── Dataset records ──
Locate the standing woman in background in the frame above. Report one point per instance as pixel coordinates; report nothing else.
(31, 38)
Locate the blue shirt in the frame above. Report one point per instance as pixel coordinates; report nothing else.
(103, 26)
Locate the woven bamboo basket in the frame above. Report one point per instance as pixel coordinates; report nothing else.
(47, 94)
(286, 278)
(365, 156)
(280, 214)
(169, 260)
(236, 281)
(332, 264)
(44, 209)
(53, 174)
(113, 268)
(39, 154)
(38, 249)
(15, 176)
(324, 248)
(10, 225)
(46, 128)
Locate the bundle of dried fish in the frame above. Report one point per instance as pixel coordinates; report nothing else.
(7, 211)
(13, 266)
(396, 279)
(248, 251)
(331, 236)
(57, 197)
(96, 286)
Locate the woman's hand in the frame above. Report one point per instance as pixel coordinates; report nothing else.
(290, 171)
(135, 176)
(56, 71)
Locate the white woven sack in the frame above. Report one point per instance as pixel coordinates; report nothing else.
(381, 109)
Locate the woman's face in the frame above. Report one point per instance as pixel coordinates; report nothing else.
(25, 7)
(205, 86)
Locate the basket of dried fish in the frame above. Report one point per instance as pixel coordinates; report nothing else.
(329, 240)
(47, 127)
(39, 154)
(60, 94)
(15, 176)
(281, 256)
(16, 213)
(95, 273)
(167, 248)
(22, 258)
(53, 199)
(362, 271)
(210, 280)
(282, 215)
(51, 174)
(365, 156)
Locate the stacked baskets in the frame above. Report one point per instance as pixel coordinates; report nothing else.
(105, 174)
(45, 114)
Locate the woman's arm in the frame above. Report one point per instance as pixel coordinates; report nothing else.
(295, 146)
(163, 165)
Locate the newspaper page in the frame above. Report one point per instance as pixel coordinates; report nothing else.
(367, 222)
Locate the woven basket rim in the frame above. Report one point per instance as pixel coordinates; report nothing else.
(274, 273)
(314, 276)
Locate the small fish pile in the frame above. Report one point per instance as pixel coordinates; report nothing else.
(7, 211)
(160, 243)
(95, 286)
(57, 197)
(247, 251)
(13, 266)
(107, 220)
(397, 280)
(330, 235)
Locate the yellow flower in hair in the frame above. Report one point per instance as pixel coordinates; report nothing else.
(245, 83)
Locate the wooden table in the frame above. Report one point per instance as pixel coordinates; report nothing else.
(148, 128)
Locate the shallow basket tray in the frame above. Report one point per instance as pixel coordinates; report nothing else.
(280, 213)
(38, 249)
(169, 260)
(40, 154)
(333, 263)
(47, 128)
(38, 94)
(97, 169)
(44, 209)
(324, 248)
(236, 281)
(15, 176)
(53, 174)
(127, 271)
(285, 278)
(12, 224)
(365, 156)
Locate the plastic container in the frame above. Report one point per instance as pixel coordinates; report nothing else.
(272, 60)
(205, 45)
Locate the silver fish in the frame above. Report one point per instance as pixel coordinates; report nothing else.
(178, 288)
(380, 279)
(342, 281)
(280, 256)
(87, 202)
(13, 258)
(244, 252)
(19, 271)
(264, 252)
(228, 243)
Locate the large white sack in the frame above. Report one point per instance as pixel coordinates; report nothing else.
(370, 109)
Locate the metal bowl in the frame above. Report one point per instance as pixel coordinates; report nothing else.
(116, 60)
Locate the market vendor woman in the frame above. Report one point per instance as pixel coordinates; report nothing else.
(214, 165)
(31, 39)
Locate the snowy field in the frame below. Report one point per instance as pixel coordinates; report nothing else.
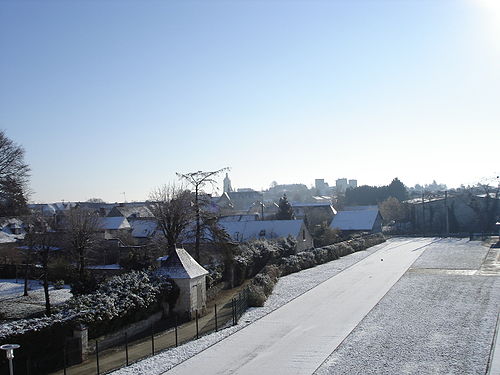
(287, 288)
(14, 305)
(427, 323)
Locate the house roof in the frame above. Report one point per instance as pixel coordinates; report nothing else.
(355, 220)
(114, 223)
(360, 208)
(181, 265)
(249, 230)
(143, 228)
(243, 217)
(131, 212)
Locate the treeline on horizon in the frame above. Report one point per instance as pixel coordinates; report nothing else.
(372, 195)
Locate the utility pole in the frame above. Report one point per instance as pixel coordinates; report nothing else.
(423, 215)
(447, 213)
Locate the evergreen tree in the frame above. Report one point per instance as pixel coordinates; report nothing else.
(397, 190)
(285, 211)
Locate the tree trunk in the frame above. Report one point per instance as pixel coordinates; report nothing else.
───
What is being asked: Your task is to repeat the data above exactly while excluding the pictures.

Answer box:
Locate the standing woman in background in the frame above. Report one point per instance as pixel coordinates; report nothing else.
(31, 38)
Locate the blue shirt in the frame above. Report one point per instance as pixel coordinates; report nothing else.
(103, 26)
Locate the woven bamboo basket in the frame above. Report one point per instance as pixel coordinates; report nothing else.
(47, 94)
(286, 278)
(365, 156)
(280, 214)
(169, 260)
(236, 281)
(332, 264)
(44, 209)
(53, 174)
(113, 268)
(39, 154)
(38, 249)
(15, 176)
(324, 248)
(10, 225)
(46, 128)
Locate the bundle of dried fish in the frame above. Report one point per instance as pixel coordinates; report nothing else.
(7, 211)
(13, 266)
(396, 279)
(248, 251)
(331, 236)
(57, 197)
(96, 286)
Locate the woman's hand in the frame above. Report one point per instance as pixel coordinates; report nothing else.
(290, 171)
(135, 176)
(56, 71)
Locate the white woven sack in the frame above. Report one point per instance as pixel coordinates; report nothing else.
(381, 109)
Locate the woman's face in the frame above. Report one point per instance as pixel coordinates; report nothing else.
(25, 7)
(205, 86)
Locate the basket of dried fish in the frame above. Report one point per instance as pixel coordinates; report nothing else.
(329, 240)
(47, 127)
(39, 154)
(60, 94)
(15, 176)
(281, 256)
(16, 213)
(95, 273)
(167, 248)
(22, 258)
(53, 199)
(362, 271)
(210, 280)
(282, 215)
(51, 174)
(365, 156)
Locate the stacked baskets in the frame above. Report one point per instance as pixel coordinates; report nothing else.
(105, 174)
(45, 114)
Locate the woman's arm in the frame above. Report one point per instance as pixel coordinates; report nothing else.
(295, 146)
(163, 165)
Locate the newspaper page in the frame above. Report one point per instance as pixel coordinates; report nothing else.
(367, 222)
Locate the woven basket rim in the frame above. Report one point per instance as pixel coordinates; report nothing else.
(274, 273)
(314, 276)
Locate the small fish pile in the frame above. Report one point per instance as pixel coordinates; report nothing else.
(7, 211)
(160, 243)
(95, 286)
(57, 197)
(247, 251)
(13, 266)
(107, 220)
(397, 280)
(330, 235)
Locate the yellow flower in hair in the frame above. Report one point per instance as pixel coordinates; report nothing else.
(245, 83)
Locate the wooden table in the frame above. Report one point per instance as pixel coordinates; report nothing else.
(148, 128)
Locate the shallow basket tray in the frame above. Report one point per instance as pixel coordinates; report nothing else.
(280, 213)
(38, 249)
(169, 260)
(40, 154)
(333, 263)
(47, 128)
(38, 94)
(97, 169)
(44, 209)
(324, 248)
(236, 281)
(15, 176)
(53, 174)
(127, 271)
(285, 278)
(12, 224)
(365, 156)
Locate the plastic container in the frame above. Report one point per instance as pixel coordinates; report nothing else.
(272, 60)
(205, 45)
Locate the silver fish in the frame above. Report one point per instance as pixel coordinates; report nothing else.
(178, 288)
(380, 279)
(342, 281)
(280, 256)
(87, 202)
(13, 258)
(244, 252)
(19, 271)
(264, 252)
(228, 243)
Locate the large white sack in the frame above. Report one point per instance as pixel coordinates; report nothing else.
(370, 109)
Locate the metal bowl in the frame above. Report one point per instance as pixel coordinates; report nothing else.
(116, 60)
Locate the market vendor woman in the frame above. Report one point per instance as pixel coordinates; report nothing else.
(214, 165)
(31, 39)
Locate the snowy field in the frame below. Report one point per instance as pixel coordinates; report nothing else.
(287, 288)
(14, 305)
(427, 323)
Locate the house roof in the frame above. Report one point per instance as pixel coordinates; report nothing else.
(355, 220)
(114, 223)
(360, 208)
(181, 265)
(249, 230)
(143, 228)
(243, 217)
(131, 212)
Locate the treeline on horizon in the frame above. Report one point per instance as pixel coordinates; report nothing else.
(372, 195)
Locate the utility pole in the frame above. Report one point per instance as pixel coordinates; report nothing else.
(423, 215)
(447, 213)
Locate the evergreen tree in the frame above. Report one point per instance as pixel coordinates; report nothing else.
(397, 190)
(285, 211)
Locate the tree trunk in the frame above. Report one point per instance as pixel coordinates; report nothing else.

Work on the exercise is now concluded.